■ Text excerpt ■
Skip to main content

Gemini content generation (native format)

Call Gemini multimodal models (e.g. Nano Banana) with native generateContent: text, images, and optional “thinking” traces.

Basics

  • Endpoint: POST /v1beta/models/{model}:generateContent/
  • Path: model — e.g. gemini-3-pro-image-preview.
  • Auth: Bearer Token
  • Content-Type: application/json

Request body

FieldTypeRequiredDescription
contentsarrayYesConversation turns.
└─ rolestringNoe.g. user.
└─ partsarrayYesMessage parts.
└─ └─ textstringYesPrompt / text input.
generationConfigobjectYesGeneration settings.
└─ responseModalitiesarrayYesTEXT, IMAGE, etc.
└─ thinkingConfigobjectNoThinking / chain-of-thought.

■ Given information ■
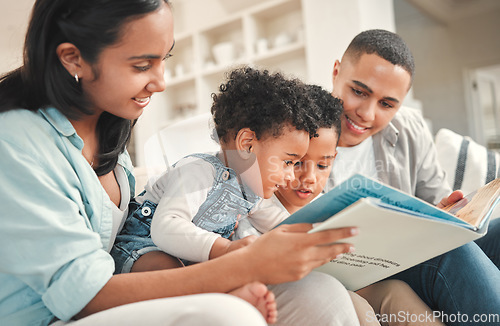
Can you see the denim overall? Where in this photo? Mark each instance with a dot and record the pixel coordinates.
(219, 212)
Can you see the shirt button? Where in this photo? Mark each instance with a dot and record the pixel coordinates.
(146, 211)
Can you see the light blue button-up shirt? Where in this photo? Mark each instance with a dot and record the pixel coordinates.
(55, 220)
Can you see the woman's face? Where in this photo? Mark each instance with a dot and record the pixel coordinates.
(129, 72)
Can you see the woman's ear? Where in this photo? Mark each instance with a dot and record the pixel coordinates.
(70, 58)
(244, 141)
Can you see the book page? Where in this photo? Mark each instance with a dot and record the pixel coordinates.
(359, 186)
(476, 206)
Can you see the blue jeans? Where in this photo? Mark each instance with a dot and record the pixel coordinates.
(490, 243)
(462, 284)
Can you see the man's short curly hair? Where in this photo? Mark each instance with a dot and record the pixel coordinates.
(328, 109)
(262, 101)
(387, 45)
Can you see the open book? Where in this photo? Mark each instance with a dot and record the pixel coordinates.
(397, 230)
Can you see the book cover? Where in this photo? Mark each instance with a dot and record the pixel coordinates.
(397, 230)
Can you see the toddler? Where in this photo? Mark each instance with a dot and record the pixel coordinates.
(263, 124)
(387, 298)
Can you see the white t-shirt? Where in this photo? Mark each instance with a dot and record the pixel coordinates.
(355, 159)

■ Description of the task ■
From the Gemini content generation page above, copy the passage that opens with the words containing "Call Gemini multimodal" and closes with "contentsarrayYesConversation turns.".

■ Solved exercise ■
Call Gemini multimodal models (e.g. Nano Banana) with native generateContent: text, images, and optional “thinking” traces.

Basics

  • Endpoint: POST /v1beta/models/{model}:generateContent/
  • Path: model — e.g. gemini-3-pro-image-preview.
  • Auth: Bearer Token
  • Content-Type: application/json

Request body

FieldTypeRequiredDescription
contentsarrayYesConversation turns.